Content starts

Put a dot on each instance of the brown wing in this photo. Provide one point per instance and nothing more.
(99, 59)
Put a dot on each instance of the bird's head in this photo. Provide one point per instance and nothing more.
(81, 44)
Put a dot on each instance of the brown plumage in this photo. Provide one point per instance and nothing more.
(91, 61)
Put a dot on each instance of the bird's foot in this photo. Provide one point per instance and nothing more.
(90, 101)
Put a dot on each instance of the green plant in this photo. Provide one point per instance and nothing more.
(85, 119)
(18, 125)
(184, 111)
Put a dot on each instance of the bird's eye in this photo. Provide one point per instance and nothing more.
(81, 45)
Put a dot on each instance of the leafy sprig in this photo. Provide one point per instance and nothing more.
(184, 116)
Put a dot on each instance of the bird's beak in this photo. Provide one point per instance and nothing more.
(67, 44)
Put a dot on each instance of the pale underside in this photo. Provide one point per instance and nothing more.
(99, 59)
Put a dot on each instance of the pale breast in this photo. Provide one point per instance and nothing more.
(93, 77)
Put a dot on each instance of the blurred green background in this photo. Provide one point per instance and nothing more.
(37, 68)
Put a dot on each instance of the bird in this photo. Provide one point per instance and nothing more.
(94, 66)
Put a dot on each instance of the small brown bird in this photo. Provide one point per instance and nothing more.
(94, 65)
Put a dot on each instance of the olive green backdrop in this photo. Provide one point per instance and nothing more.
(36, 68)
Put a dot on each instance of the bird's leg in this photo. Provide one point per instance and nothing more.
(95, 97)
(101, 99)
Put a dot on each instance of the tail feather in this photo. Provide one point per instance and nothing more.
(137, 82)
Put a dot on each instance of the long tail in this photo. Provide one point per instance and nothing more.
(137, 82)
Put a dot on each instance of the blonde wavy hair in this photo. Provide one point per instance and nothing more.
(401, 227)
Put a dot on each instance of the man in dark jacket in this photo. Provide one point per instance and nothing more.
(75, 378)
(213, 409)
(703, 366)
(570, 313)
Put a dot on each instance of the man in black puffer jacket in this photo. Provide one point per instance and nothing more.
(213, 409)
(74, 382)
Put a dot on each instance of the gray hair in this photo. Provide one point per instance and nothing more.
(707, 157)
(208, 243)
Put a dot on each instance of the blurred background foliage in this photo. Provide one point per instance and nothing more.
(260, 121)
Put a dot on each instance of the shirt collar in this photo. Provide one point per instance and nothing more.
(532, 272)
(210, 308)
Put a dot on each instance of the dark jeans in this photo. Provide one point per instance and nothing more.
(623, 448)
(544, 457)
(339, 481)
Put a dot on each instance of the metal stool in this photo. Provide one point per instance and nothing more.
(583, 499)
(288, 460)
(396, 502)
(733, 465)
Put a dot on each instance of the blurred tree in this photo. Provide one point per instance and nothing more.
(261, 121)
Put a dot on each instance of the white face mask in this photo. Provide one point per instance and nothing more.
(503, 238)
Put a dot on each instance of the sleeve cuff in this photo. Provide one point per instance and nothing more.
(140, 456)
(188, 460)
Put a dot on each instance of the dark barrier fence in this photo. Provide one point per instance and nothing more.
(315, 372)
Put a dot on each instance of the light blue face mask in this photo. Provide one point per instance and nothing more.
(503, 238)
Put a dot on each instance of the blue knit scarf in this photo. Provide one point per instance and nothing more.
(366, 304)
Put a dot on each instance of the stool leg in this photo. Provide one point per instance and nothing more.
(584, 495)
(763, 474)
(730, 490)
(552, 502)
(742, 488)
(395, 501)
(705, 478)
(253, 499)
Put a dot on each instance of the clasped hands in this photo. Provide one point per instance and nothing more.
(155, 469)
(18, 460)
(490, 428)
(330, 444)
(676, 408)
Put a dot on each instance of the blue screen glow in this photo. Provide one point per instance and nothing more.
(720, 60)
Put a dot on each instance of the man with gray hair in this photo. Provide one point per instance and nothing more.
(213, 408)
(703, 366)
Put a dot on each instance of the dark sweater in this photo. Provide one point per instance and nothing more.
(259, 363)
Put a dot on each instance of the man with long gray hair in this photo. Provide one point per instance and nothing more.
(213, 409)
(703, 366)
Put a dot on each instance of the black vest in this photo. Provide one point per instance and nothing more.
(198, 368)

Content ends

→ WORK REQUEST
Word for word, write out all of the entries.

→ TASK ANSWER
Put a dot on each instance of the brown wing in this photo. Provide one point per instance and nothing more.
(99, 59)
Put a dot on each instance of the bird's head in this photo. Provide one point per instance and nothing more.
(81, 44)
Put a dot on each instance of the brown plumage in this photo. Provide one point per instance and nothing more.
(91, 61)
Put a dot on each instance of the bird's foot in this photo. Provide one point per instance and nothing more.
(90, 101)
Put a dot on each instance of the green plant in this photo. Provide one point per instance and nothing more.
(85, 119)
(18, 125)
(184, 111)
Put a dot on each instance of the bird's eye in this photo. Provide one point per instance and nothing more.
(81, 45)
Put a dot on each instance of the leafy sprig in this photo. Provide one point per instance and nothing more.
(184, 116)
Put a dot on each instance of the bird's beak in this photo. Provide one point per instance and nothing more.
(67, 44)
Put a dot on each instance of the pale underside in this photo. Provide one point per instance and nothing more.
(99, 59)
Put a dot on each instance of the pale breast in this photo. Provide one point per instance and nothing more.
(93, 77)
Put a dot on each instance of the blurred green background in this photo. Provide one point per instance and nothing more.
(37, 68)
Put a dot on each instance of the bird in this photo. Provide one point per instance and nothing more.
(94, 66)
Put a dot on each instance of the small brown bird in this photo. Provide one point per instance and nothing more.
(94, 65)
Put a dot on each instance of the olive green backdrop in this photo. Provide one point per instance and nothing more.
(36, 68)
Put a dot on each instance of the bird's leg in this photo. Provide one point per instance and nothing more.
(95, 97)
(101, 99)
Put a dot on each instance of the tail feather in this photo. Provide one point per instance and nothing more.
(137, 82)
Put a dot on each instance of the long tail in this photo. Provide one point per instance and nothing more.
(137, 82)
Put a dot on each instance of the blonde wavy hair in this photo. Provide one point per instance and nothing more.
(401, 227)
Put a dot on each instance of the man in dark jacket in this photo. Provide one point per instance and nothing more.
(75, 378)
(213, 409)
(703, 366)
(570, 313)
Put a dot on each instance of the man in black puffer jacket in this photo. Provide one point per instance and nothing more.
(213, 409)
(74, 382)
Put a dot on each instance of the gray hair in this photo. Provide one point per instance and nothing more.
(707, 157)
(208, 243)
Put a dot on each instance of the blurred background foliage in this photo. Provide one point per instance and nothing more.
(260, 121)
Put a dot on each instance of the shirt collar in this photo. Provide one point per instance and nothing more.
(532, 272)
(210, 308)
Put a dot on each instance of the dark jeans in this photo. Provide one point per instance and nothing more.
(623, 448)
(544, 457)
(339, 481)
Put a dot on each instance of the metal stool in this photo. Provide one point per instance and nothing more.
(583, 499)
(288, 460)
(396, 502)
(733, 465)
Put a dot on each instance of the blurred tree in this photo. Provide one point per instance and nothing more.
(261, 121)
Put a dot on each instance of the white face mask in this photo. Provide one point per instance and nothing more.
(503, 238)
Put a dot on each instance of the sleeve cuff in this photo. Provide one point per instance and nothing more.
(140, 456)
(188, 460)
Put a dot on each instance of the dark barrier fence in this photo. Provide one point per instance and nothing more.
(315, 372)
Put a dot on each instance of the light blue face mask in this photo. Provide one point per instance and nothing more.
(503, 238)
Put a dot on each instance of the blue knit scarf in this photo. Provide one point per instance and nothing more.
(366, 304)
Put a dot on each instance of the stool leg in this photo. Provide one point per instance and nothing more.
(584, 495)
(763, 474)
(730, 490)
(552, 502)
(742, 488)
(395, 501)
(705, 478)
(253, 499)
Put a dot on each instance of the clasped hands in this photo. Provide one point per instance and nothing more.
(155, 469)
(18, 460)
(490, 428)
(330, 444)
(676, 408)
Put a dot on each instance of the blue screen glow in this photo. Provide one point per instance and nothing more.
(720, 60)
Put a dot on each instance of the man with gray hair in this photo. Provide one point per instance and nothing more.
(213, 408)
(703, 366)
Put a dot on each instance of the dark sweater in this photo. Provide one point per instance and nothing more.
(259, 363)
Put a dot on each instance of the man with long gray hair in this photo. Provide one point per instance and nothing more.
(213, 409)
(703, 366)
Put a dot on each instance of the black vest in this photo. Provide one point per instance and nothing more.
(198, 368)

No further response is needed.